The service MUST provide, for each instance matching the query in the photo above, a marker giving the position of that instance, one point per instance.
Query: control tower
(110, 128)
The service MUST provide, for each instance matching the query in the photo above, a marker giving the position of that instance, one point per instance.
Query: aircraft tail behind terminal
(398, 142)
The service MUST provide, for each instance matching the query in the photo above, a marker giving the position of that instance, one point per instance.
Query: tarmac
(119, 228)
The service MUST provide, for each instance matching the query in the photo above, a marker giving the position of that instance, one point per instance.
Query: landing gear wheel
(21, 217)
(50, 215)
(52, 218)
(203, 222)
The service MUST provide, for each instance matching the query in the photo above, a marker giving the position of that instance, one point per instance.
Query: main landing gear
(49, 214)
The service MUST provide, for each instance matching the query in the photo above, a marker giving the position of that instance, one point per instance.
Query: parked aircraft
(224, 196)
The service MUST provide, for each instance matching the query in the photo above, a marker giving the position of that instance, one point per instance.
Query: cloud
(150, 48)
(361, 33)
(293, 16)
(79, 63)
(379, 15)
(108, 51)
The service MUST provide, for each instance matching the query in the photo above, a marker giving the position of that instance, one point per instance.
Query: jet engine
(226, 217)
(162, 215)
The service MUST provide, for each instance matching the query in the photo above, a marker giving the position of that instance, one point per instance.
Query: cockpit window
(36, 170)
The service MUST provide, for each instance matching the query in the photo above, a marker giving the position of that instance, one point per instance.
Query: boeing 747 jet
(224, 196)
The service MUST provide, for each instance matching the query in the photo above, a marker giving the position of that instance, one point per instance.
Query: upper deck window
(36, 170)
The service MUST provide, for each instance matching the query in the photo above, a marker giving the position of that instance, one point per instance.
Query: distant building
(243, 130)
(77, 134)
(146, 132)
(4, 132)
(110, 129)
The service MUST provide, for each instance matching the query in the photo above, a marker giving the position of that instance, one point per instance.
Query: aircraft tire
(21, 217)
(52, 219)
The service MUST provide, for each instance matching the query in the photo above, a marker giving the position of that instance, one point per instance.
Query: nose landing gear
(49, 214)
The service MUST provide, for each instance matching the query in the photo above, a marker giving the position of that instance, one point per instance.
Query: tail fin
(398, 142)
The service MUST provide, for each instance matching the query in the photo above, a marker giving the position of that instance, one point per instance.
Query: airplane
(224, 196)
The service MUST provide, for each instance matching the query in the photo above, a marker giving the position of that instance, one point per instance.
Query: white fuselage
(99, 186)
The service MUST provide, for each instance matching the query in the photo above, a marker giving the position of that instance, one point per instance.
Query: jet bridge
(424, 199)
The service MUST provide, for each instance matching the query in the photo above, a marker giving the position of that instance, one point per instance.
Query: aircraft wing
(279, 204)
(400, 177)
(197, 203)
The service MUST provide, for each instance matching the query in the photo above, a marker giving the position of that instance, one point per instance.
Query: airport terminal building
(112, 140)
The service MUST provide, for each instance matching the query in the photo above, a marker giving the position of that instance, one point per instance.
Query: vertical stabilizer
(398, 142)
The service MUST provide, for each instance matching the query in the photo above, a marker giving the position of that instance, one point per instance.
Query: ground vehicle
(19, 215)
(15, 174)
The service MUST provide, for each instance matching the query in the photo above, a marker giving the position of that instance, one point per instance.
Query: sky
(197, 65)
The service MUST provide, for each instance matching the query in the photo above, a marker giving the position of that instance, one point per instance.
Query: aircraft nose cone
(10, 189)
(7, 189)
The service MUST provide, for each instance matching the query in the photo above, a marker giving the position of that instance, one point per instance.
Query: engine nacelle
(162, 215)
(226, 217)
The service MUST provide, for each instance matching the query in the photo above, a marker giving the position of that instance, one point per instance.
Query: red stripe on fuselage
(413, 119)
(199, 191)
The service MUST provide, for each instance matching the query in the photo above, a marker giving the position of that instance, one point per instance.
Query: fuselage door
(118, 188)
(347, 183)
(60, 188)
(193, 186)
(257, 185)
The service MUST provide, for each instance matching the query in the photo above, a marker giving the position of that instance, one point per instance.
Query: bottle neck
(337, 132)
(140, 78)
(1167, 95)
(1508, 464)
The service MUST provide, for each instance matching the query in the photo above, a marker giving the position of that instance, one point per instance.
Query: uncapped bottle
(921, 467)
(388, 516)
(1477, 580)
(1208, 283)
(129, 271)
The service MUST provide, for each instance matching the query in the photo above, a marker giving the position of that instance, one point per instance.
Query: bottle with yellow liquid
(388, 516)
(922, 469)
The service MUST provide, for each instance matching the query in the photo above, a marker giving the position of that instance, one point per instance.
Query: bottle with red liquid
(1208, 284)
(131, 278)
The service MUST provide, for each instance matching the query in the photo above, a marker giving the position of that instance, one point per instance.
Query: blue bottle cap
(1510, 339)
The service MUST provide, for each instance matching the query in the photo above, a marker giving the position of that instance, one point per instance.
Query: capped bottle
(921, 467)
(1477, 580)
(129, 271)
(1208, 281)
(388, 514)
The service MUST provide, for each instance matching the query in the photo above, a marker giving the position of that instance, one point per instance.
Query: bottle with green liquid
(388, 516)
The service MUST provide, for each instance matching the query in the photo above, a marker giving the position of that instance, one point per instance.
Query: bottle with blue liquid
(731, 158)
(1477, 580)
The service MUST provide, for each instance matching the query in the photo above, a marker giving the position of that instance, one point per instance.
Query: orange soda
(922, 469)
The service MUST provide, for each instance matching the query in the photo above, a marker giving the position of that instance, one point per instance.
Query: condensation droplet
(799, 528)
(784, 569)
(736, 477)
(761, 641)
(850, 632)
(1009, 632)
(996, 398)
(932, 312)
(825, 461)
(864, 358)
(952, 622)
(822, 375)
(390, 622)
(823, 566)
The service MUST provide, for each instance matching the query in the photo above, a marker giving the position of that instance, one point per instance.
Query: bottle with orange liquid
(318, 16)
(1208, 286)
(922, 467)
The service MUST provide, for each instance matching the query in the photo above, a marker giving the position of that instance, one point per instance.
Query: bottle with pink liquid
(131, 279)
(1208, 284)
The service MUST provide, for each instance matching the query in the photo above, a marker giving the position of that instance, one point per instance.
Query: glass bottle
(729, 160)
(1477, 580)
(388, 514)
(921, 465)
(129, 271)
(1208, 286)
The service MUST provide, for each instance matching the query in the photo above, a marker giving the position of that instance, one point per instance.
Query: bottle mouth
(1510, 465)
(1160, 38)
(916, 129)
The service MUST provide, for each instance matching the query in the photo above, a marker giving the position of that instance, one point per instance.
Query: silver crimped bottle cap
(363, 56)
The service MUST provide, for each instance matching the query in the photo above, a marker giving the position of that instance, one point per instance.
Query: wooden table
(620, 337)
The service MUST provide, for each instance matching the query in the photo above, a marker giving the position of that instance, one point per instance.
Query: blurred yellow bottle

*-*-*

Go through the material above line by line and copy it exactly.

The service MUST provide, for each instance matching the query in the photo above, a marker giving the position of that instance, one point per instance.
Query: control tower
(110, 128)
The service MUST provide, for each instance matching the query in the photo above, a marker giving the position of that instance, one point per instance.
Query: aircraft tail behind terminal
(398, 142)
The service MUST provide, for each instance matching the query in the photo above, a marker giving the position of that instance, one point per instance.
Query: tarmac
(119, 228)
The service MUST provide, for each instance matching the query in the photo above, a marker giving the position of that instance, one point per instance.
Query: landing gear wheel
(21, 217)
(50, 215)
(52, 218)
(203, 222)
The service MUST provide, for each instance matching the query in the photo above, a marker giving the position of that instance, one point per instance.
Query: main landing gear
(49, 214)
The service MUST provide, for each instance matching the query in the photo above, a marker giving the position of that instance, one point per instance.
Query: parked aircraft
(224, 196)
The service MUST provide, for each instance matching the query in the photo above, a marker giving the position of that instance, one point per instance.
Query: cloud
(150, 48)
(361, 33)
(293, 16)
(79, 63)
(379, 15)
(108, 51)
The service MUST provide, for each instance matching the query in the photo above, a marker giving the position of that instance, one point per instance.
Query: jet engine
(226, 217)
(162, 215)
The service MUST provide, for each instance matching the query in the photo above, a marker giving the position of that instance, one point per instance.
Query: cockpit window
(36, 170)
The service MUST provide, for each instance matching the query in the photo above, a marker giving the position of that instance, one point per instance.
Query: boeing 747 jet
(224, 196)
The service MUST provide, for each instance matching the query in the photo above, a marker giving the position of that instance, one point per instance.
Query: upper deck window
(36, 170)
The service MUST provide, for each instance matching the query in the photo above, a marker giving the position of that instance, one point per instance.
Query: distant building
(243, 130)
(77, 134)
(146, 132)
(4, 132)
(110, 129)
The service MUST provide, for each instance matching the query in the photo above, a marker giving the position of that instance, one point per instance.
Query: aircraft tire
(21, 217)
(52, 219)
The service MUST provide, for each instance matching the query in the photo above, a marker giving the position of that instance, one point per instance.
Query: nose landing gear
(49, 214)
The service MUST provide, for each instance matching the query in the photo above, a marker giving the position of that instance, one point per instance.
Query: tail fin
(398, 142)
The service MUST provide, for each instance matching the query in the photo above, a marker giving the position of that instance, one point per instance.
Query: airplane
(224, 196)
The service MUST provide, for each instance matching the query in the photo above, a marker giving the position of that instance, one point per instance.
Query: white fuselage
(99, 186)
The service MUST provide, for each instance matching the query in the photo above, a marker giving the position of that instance, one point per instance.
Query: jet bridge
(424, 199)
The service MUST provide, for each instance matching the query in the photo above, a marker giving the position of that instance, one point per instance.
Query: aircraft wing
(279, 204)
(400, 177)
(197, 203)
The service MUST provide, for each instance matching the query in the photo above, a marker giving the position of that instance, one point per instance.
Query: airport terminal building
(112, 140)
The service MUST provide, for each instance matching the query in the photo above, a marker giving the position of that instance, one point per instance.
Query: vertical stabilizer
(398, 142)
The service MUST provide, for each instance matching the query in the photo above, a marker giving the position of that instance, one point per instance.
Query: ground vehicle
(19, 215)
(15, 174)
The service MUST provide, for each instance matching the query in the photo above, a marker giving the position of that instance, one point per instance.
Query: sky
(197, 65)
The service MUST provide, for each instance matching the query in the photo above, a marker giving the position of that instance, one point per instance.
Query: aircraft nose cone
(10, 189)
(7, 189)
The service MUST provide, for each instance matching the query in the photo above, a marker giving the position of that instance, one point per instance.
Query: engine nacelle
(162, 215)
(226, 217)
The service MUST provide, for each instance matching the query in the photo above, a marker giving the position of that instance, one point per instance.
Query: red stripe on fuselage
(413, 119)
(199, 191)
The service MUST provide, for each instance matching the query in the photo above, a marker giving the position of that instance, one point per instance.
Query: fuselage door
(118, 188)
(347, 183)
(60, 188)
(193, 186)
(257, 185)
The service MUST provide, for each instance matching the query in the photo above, a marker giving the position of that instance, one point per instance.
Query: bottle neck
(337, 132)
(140, 78)
(1167, 95)
(1508, 464)
The service MUST provide, for each instance matching the query in the photo above, a marker giving the position of that instance, one point per instance.
Query: uncapped bottle
(921, 467)
(388, 516)
(1477, 580)
(1208, 283)
(129, 271)
The service MUST provide, for each instance matching the query in the photo above, a marker giving the position of that instance, one point per instance.
Query: bottle with yellow liquid
(388, 516)
(922, 469)
The service MUST provide, for each instance matching the query in the photo above, a marker giving the position of that instance, one point per instance.
Query: bottle with red liquid
(1208, 284)
(131, 278)
The service MUST provide, for each instance matching the query in the photo above, a marker giving the position of that instance, one point per instance.
Query: blue bottle cap
(1510, 339)
The service MUST provide, for each instance matching the query in the photo above, a marker giving the position of that instance, one point per instance.
Query: capped bottle
(921, 467)
(1477, 580)
(129, 271)
(1208, 281)
(388, 514)
The service MUST provide, for each instance matching the query in the photo above, a marker giving the position of that instance, one point per instance.
Query: bottle with green liquid
(388, 516)
The service MUST provide, for each instance matching the query in the photo above, a marker giving the position of that instance, one point per instance.
Query: bottle with blue liquid
(731, 158)
(1477, 580)
The service MUST provide, for each instance matching the query in the photo above, a marker giving the position of that instance, one point per instance.
Query: orange soda
(922, 469)
The service MUST provide, for each instance matching the query in the photo above, a marker giving the position of that instance, one point per instance.
Query: condensation droplet
(799, 528)
(784, 569)
(736, 477)
(761, 641)
(850, 632)
(1009, 632)
(996, 398)
(932, 312)
(825, 461)
(864, 358)
(952, 622)
(822, 375)
(390, 622)
(823, 566)
The service MUST provide, for each instance matching the query in the photo above, a marker giving the position of that instance, one point per instance.
Query: bottle with orange liquid
(318, 16)
(1208, 286)
(922, 467)
The service MUST provide, for each instance matching the query in the photo above, a marker giving the position of that instance, one point per instance.
Query: bottle with pink liquid
(131, 279)
(1208, 284)
The service MUST provide, for each instance matching the query in the photo above, a marker giving the position of that instance, one point per instance.
Query: glass bottle
(729, 160)
(1477, 580)
(388, 514)
(921, 465)
(129, 271)
(1208, 286)
The service MUST provide, for each instance matching the query in the photo above, a marker giving the position of that instance, one point per instance.
Query: bottle mouth
(1510, 465)
(1160, 38)
(916, 129)
The service MUST provide, for each instance matching the query in the photo above, a marker giving the position of that instance, one point per instance.
Query: silver crimped bottle cap
(363, 56)
The service MUST provide, for each instance matching the query in the photo above, a marker giving the position of that instance, one point per instance.
Query: wooden table
(620, 337)
The service MUST provide, for each instance matching the query in the photo above, a marker giving the position of that instance, one point per instance.
Query: blurred yellow bottle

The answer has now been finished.